• _Object point labels_:
....

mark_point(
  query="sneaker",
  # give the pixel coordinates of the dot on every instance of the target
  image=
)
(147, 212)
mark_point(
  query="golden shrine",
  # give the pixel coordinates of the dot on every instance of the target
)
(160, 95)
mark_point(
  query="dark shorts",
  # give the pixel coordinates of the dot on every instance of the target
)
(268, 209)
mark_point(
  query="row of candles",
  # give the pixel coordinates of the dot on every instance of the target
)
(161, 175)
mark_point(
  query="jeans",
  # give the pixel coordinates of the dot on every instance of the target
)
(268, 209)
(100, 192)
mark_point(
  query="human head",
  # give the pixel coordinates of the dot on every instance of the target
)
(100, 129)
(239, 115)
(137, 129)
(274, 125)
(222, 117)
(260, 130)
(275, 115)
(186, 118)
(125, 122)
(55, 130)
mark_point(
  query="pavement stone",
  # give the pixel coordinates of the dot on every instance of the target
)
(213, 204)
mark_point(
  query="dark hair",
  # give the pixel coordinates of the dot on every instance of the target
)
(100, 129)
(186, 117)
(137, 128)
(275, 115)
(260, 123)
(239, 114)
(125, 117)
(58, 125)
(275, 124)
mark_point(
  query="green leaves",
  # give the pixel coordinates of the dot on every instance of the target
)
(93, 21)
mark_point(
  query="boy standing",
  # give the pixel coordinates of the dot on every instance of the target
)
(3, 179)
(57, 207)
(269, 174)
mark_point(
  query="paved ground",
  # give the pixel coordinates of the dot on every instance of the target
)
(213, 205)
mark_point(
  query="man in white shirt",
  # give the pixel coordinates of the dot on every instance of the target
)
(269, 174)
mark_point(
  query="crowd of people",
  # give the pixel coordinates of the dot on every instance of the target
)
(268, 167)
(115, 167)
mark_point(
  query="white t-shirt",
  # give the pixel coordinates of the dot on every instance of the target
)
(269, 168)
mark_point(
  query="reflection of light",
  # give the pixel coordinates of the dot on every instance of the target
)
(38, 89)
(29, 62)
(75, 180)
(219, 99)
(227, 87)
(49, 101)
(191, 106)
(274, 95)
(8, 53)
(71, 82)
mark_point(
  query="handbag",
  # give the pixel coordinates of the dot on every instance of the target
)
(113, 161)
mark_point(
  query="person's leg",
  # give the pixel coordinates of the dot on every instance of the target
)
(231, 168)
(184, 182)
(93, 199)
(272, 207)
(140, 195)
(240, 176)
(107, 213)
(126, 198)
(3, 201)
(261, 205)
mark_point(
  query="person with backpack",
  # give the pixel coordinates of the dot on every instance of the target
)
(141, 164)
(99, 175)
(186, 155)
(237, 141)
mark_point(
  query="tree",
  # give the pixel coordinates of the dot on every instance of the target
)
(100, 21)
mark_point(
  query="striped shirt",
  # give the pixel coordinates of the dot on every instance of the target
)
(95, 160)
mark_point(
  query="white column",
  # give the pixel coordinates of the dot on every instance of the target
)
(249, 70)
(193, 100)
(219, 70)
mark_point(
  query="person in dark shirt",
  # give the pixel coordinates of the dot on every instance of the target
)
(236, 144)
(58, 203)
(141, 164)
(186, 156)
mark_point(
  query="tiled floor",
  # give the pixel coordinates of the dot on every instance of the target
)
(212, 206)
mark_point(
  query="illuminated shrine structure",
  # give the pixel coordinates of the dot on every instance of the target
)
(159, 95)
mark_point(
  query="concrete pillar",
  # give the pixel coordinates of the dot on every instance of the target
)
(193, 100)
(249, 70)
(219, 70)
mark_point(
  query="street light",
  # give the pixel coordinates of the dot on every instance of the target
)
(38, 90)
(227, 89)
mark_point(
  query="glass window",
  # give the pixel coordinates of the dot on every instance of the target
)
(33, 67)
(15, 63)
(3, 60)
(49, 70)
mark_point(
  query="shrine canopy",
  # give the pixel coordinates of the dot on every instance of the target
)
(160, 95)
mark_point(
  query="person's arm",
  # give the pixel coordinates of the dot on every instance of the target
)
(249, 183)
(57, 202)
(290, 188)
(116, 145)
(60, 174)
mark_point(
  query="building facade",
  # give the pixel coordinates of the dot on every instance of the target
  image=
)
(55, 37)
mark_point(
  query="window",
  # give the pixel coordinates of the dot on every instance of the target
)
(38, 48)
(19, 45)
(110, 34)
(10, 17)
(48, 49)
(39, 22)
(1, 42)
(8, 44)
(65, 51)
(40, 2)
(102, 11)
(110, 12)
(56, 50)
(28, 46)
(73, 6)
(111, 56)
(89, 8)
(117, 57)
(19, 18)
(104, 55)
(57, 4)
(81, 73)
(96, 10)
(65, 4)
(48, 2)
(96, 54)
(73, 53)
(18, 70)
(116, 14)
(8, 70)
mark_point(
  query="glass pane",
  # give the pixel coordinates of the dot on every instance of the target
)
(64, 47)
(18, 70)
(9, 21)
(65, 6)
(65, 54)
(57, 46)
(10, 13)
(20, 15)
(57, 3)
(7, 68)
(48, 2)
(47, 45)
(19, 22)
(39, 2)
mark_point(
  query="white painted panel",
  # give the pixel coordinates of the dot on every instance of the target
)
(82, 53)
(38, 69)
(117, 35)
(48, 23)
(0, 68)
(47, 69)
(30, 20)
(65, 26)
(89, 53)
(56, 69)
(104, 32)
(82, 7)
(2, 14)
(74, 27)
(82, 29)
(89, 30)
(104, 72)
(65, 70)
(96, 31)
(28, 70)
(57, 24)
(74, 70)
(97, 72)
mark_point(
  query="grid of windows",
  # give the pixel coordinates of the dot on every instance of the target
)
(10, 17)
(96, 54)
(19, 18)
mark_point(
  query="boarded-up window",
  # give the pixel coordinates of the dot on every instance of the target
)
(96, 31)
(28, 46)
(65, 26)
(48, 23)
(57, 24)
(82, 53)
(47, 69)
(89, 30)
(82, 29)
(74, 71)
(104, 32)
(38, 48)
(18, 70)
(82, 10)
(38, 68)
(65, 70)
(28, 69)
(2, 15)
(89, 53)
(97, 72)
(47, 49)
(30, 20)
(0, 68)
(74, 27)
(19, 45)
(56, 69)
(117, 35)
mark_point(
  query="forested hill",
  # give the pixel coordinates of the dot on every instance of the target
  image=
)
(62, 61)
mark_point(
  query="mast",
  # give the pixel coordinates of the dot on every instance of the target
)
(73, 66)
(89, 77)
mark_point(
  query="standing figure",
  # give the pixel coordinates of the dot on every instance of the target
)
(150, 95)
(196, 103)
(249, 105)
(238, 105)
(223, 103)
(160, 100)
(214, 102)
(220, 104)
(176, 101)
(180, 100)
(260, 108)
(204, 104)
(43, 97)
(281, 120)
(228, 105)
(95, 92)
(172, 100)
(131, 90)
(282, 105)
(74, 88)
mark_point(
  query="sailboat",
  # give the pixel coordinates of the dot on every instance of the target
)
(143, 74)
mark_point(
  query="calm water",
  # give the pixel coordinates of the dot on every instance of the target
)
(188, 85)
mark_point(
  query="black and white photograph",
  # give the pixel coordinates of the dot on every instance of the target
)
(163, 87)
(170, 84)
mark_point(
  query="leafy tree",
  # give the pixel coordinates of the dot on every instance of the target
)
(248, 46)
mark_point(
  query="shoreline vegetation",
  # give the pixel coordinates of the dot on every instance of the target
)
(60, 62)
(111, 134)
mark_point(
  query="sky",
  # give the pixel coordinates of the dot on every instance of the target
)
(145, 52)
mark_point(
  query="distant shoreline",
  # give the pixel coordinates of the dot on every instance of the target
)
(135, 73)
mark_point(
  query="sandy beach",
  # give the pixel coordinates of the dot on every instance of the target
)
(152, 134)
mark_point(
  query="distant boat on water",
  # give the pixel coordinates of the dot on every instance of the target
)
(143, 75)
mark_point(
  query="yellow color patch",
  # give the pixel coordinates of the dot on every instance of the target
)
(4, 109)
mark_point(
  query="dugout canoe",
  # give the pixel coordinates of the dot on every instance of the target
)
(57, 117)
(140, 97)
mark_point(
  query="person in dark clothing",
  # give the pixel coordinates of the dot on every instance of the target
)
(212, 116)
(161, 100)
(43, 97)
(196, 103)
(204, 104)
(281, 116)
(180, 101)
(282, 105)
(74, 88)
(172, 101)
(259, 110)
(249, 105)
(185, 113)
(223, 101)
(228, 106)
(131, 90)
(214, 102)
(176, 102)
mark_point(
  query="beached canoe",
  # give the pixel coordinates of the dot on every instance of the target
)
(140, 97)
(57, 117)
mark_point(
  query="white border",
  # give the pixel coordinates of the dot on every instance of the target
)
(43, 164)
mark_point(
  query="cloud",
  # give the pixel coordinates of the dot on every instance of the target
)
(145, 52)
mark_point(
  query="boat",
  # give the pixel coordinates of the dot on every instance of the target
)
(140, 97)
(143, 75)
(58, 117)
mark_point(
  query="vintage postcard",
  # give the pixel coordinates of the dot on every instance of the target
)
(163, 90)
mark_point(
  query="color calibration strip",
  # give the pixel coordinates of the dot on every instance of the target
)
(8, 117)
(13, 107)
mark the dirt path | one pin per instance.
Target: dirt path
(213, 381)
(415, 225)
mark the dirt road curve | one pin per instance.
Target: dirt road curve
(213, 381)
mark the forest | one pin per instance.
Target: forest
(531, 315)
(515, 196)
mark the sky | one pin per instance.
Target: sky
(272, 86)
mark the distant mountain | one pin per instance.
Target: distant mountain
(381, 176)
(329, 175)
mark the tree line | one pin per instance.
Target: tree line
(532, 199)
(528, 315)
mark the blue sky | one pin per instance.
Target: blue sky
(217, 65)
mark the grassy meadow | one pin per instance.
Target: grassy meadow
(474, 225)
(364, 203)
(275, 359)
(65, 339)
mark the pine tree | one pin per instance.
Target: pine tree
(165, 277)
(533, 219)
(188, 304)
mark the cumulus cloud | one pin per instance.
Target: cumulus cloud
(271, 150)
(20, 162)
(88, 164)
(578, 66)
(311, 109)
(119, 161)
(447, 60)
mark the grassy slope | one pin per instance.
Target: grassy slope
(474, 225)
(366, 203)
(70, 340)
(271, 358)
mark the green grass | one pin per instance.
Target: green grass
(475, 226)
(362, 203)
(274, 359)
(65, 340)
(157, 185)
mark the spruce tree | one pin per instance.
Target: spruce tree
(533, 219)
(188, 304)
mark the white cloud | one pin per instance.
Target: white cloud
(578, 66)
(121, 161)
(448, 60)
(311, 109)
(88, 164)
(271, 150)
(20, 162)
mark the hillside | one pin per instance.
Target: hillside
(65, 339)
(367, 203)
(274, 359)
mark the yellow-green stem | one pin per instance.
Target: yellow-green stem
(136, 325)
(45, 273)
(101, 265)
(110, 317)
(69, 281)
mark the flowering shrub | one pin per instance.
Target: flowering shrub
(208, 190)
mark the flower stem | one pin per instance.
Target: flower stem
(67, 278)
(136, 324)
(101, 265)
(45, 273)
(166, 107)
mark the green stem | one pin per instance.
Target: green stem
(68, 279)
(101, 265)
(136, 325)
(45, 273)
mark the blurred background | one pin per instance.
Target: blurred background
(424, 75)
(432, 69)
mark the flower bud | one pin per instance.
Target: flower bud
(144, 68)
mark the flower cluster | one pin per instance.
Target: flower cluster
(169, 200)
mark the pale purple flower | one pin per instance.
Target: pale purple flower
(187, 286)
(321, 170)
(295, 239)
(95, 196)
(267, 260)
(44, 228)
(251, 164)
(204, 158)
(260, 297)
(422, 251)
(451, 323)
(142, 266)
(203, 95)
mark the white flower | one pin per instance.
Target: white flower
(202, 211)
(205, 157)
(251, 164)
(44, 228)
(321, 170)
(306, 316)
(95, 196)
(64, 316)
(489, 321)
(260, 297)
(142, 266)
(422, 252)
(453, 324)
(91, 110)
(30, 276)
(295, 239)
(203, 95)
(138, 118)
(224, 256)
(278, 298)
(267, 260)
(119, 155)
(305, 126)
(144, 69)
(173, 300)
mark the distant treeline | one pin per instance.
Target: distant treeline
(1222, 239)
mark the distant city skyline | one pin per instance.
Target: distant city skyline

....

• _Written request_: Exactly and only the lines from the one containing "mark the green stem | one pin per instance." through the end of the material are to be reproduced, both ends included.

• _Full response_:
mark the green stem | one pin per instance.
Target: green stem
(68, 279)
(101, 265)
(136, 325)
(45, 273)
mark the blurred background | one pin per instance.
Target: blurred background
(424, 75)
(432, 69)
mark the flower bud | one pin per instance.
Target: flower bud
(144, 68)
mark the flower cluster | one pin per instance.
Target: flower cluster
(169, 200)
mark the pale purple flower | one pin per instance.
Target: pale purple flower
(187, 286)
(321, 170)
(295, 239)
(95, 196)
(267, 260)
(44, 228)
(251, 164)
(204, 158)
(260, 297)
(422, 251)
(451, 323)
(142, 266)
(203, 95)
mark the white flower | one pin per instance.
Target: white flower
(202, 211)
(205, 157)
(251, 164)
(44, 228)
(321, 170)
(306, 316)
(95, 196)
(64, 316)
(489, 321)
(260, 297)
(142, 266)
(422, 252)
(453, 324)
(91, 110)
(30, 276)
(295, 239)
(203, 95)
(138, 118)
(224, 256)
(278, 298)
(267, 260)
(119, 155)
(305, 126)
(144, 69)
(173, 300)
mark the distant treeline | one pin per instance.
Target: distant treeline
(1222, 239)
mark the distant city skyline | one pin per instance.
Target: distant city skyline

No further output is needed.